■ **Task to complete**
Your answer should be the line that contains "of the concrete" and each line after it, restated word for word through the final line of the entries.

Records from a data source
--------

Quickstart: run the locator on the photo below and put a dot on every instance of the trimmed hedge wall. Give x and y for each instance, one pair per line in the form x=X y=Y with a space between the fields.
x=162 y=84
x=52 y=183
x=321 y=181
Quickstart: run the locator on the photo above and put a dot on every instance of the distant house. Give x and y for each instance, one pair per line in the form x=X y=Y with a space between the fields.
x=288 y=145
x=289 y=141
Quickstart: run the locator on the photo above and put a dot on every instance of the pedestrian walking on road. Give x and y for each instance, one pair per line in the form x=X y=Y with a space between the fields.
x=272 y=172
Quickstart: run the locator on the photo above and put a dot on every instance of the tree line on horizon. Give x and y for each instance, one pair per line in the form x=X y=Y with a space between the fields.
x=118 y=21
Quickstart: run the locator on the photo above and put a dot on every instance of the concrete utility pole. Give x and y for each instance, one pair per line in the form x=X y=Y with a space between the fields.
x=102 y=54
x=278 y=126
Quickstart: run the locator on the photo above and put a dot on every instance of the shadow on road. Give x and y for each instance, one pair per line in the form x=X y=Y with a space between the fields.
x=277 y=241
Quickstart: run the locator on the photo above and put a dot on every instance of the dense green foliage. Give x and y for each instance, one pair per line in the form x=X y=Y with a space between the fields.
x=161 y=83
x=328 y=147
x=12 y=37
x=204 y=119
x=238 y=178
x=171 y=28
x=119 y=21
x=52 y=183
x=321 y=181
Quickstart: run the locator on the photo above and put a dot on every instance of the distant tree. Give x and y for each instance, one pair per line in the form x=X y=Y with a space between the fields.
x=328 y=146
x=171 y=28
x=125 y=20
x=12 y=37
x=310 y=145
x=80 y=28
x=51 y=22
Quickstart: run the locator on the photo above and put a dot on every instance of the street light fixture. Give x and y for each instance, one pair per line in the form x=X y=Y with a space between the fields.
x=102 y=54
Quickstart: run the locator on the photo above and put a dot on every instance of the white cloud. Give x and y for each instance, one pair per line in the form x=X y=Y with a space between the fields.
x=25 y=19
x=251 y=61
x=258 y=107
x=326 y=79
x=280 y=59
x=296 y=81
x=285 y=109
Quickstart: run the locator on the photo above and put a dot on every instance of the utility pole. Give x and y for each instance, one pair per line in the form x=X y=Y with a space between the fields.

--------

■ **Written response**
Quickstart: run the locator on the photo above and put a dot on every instance of the concrete utility pole. Give x and y for each instance, one pair per line in the form x=X y=Y with a space between the fields.
x=102 y=54
x=278 y=126
Quickstart: run the locator on the photo above and put a dot on every instance of the shadow on road. Give x and y for each instance, one pair per line in the form x=X y=Y with a space between the fields.
x=277 y=241
Quickstart: run the locator on the photo above and put a dot on every instance of the dense green foliage. Give x and y for each instance, one pair per line in the form x=X y=Y with a space between the fields.
x=161 y=83
x=328 y=147
x=12 y=37
x=204 y=119
x=238 y=178
x=171 y=28
x=119 y=21
x=52 y=183
x=321 y=181
Quickstart: run the locator on the photo above and put a dot on every instance of the distant tree. Give x and y for each instance, one pair per line in the form x=X y=Y with a space between the fields.
x=328 y=146
x=171 y=28
x=125 y=20
x=12 y=37
x=310 y=145
x=80 y=28
x=51 y=22
Quickstart: run the locator on the photo above and put a dot on every instance of the street light fixture. Give x and y for each instance, one pair per line in the form x=X y=Y with a space between the fields.
x=102 y=54
Quickstart: run the locator on the photo above and put a dot on every instance of the white cloud. Give x and y for each instance, one pair per line in the form x=X y=Y with a space between the fields.
x=25 y=19
x=251 y=61
x=258 y=107
x=326 y=79
x=280 y=59
x=296 y=81
x=285 y=109
Quickstart: run the locator on the photo above and put a dot on every instance of the utility pole. Give x and y for each instance, one pair per line in the form x=X y=Y with a space between the fields.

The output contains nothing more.